This analysis focuses on understanding the international image of the United States and worldwide confidence in U.S. President Donald Trump and approval of his signature foreign policies. Pew Research Center has been tracking views of the U.S. and confidence in the U.S. president over the past 20 years. The report also includes trend comparisons of confidence in Trump to his predecessors (Barack Obama and George W. Bush) as well as other current world leaders (Angela Merkel, Emmanuel Macron, Vladimir Putin and Xi Jinping).
For this report, we used data from a survey conducted across 33 countries from May 18 to Oct. 2, 2019, totaling 36,923 respondents. The surveys were conducted face-to-face across Africa, Latin America, the Middle East and South Asia and on the phone in North America and the Asia-Pacific. Across Europe, the survey was conducted over the phone in France, Germany, the Netherlands, Spain, Sweden and the UK, but face-to-face in Central and Eastern Europe, Italy, Ukraine and Russia. U.S. data and analysis are excluded from this report.
===
■ Things to do ■
[a] Rename "concrete wall" to "stone wall" in the stretch of the listing from the line containing "Where can the metal fence" through the end of the listing, and leave everything else unchanged.
[b] Extend the passage on the Pew survey of global views of the United States, beginning after its final sentence.
The listing below has no connection to the survey passage.
===
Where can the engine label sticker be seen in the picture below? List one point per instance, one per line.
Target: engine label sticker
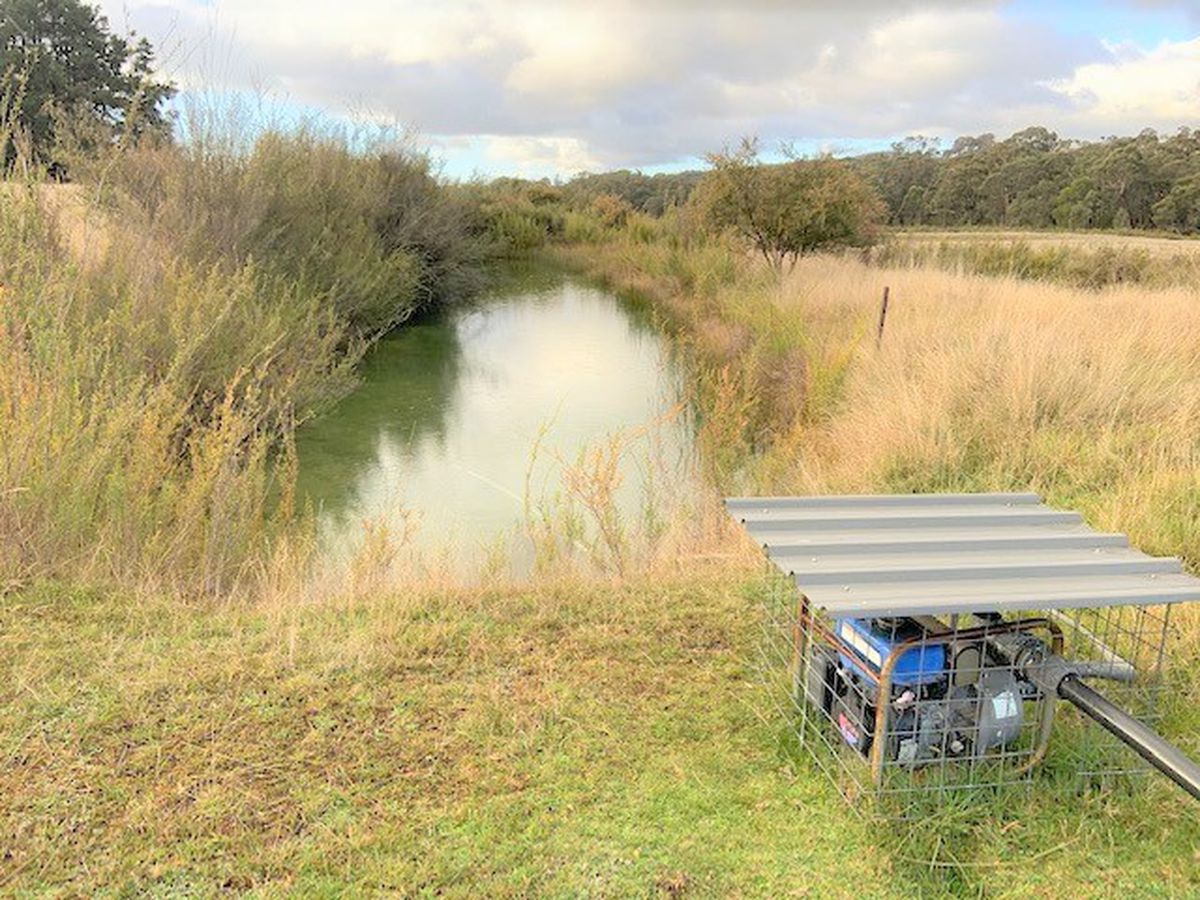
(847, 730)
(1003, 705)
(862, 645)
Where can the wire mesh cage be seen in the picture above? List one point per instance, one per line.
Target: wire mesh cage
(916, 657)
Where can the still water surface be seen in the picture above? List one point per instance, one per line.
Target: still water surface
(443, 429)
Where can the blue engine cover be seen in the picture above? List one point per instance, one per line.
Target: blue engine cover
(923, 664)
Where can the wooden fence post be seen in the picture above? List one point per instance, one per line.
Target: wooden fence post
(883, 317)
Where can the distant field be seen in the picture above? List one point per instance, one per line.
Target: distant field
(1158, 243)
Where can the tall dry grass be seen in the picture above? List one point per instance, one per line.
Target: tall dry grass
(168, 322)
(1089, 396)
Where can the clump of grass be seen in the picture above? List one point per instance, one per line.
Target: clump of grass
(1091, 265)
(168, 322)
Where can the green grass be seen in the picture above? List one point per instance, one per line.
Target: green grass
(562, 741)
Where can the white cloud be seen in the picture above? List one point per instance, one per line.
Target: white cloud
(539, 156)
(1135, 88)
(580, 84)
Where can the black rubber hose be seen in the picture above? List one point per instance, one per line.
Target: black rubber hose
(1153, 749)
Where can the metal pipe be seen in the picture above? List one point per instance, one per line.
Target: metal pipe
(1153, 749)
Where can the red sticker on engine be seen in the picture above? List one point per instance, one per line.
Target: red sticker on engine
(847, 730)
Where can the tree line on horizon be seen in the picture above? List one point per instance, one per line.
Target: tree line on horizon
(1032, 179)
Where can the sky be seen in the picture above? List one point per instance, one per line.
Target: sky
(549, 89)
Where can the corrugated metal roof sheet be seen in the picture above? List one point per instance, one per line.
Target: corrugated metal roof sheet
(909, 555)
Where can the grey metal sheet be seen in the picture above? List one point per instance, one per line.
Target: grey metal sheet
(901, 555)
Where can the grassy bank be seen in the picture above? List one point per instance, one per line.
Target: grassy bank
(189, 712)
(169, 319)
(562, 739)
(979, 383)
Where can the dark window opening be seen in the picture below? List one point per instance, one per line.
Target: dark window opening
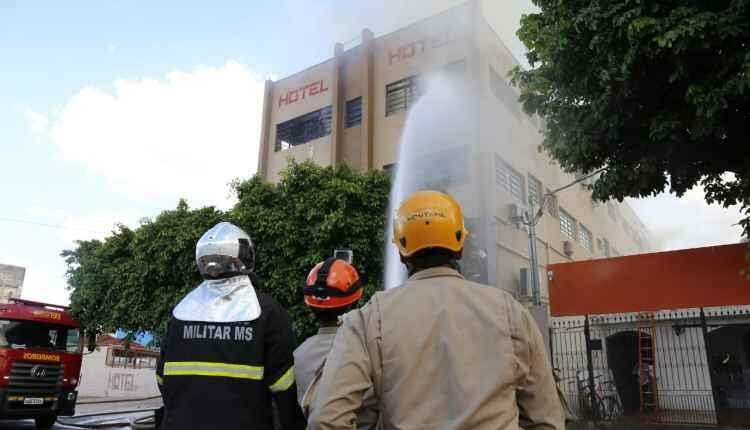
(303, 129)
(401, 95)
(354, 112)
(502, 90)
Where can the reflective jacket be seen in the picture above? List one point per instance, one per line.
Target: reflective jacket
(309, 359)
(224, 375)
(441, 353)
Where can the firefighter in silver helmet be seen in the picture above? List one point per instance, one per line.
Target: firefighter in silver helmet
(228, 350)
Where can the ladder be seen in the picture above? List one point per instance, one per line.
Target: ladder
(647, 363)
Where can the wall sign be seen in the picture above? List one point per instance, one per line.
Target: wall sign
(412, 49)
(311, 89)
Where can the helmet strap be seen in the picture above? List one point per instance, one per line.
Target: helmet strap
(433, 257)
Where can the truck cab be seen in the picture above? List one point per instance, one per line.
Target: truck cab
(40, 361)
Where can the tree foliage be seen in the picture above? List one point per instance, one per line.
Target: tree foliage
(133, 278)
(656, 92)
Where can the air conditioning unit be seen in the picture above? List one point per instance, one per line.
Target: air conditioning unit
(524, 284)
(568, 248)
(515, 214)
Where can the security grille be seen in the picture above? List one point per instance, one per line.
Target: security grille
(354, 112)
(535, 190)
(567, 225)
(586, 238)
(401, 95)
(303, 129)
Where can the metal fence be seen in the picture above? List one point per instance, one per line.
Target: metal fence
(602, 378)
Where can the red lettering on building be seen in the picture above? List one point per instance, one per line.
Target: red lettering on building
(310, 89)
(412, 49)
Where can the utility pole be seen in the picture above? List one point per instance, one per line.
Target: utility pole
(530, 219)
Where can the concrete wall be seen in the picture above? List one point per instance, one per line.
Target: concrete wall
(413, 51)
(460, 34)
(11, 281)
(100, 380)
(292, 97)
===
■ The responses ■
[a]
Where can the metal fence be seen in the picture above? List one point per instance, one per line.
Target: metal fence
(602, 378)
Where can the red lettering on building be seen in the picture above? List one point per instance, one per line.
Target: red lettering on building
(310, 89)
(412, 49)
Where can the utility pole be seen in the picture above? List one point per instance, one per line.
Target: utility pole
(530, 219)
Where can the stone wall be seen in the picture above? List one point per instance, one per line.
Target: stone wall
(413, 51)
(460, 34)
(11, 281)
(100, 380)
(292, 97)

[b]
As has been the case throughout his presidency, U.S. President Donald Trump receives largely negative reviews from publics around the world. Across 32 countries surveyed by Pew Research Center, a median of 64% say they do not have confidence in Trump to do the right thing in world affairs, while just 29% express confidence in the American leader.
Anti-Trump sentiments are especially common in Western Europe: Roughly three-in-four or more lack confidence in Trump in Germany, Sweden, France, Spain and the Netherlands. He also gets especially poor reviews in Mexico, where 89% do not have confidence in him.
In nearly all nations where trends are available, Trump receives lower ratings than his predecessor, Barack Obama. As reported by the Center in 2017, international confidence in the U.S. president plummeted after Trump’s inauguration, while favorable ratings for the United States also declined.
The current survey finds an uptick in some countries since 2018 in ratings for President Trump and the U.S., though the degree of change varies from modest to solidly positive. At least two plausible factors may be behind these shifts. First, support for Trump has increased somewhat on the ideological right in many nations. Second, some of the changes could be influenced by modifications in how the 2019 survey was administered (see sidebar below).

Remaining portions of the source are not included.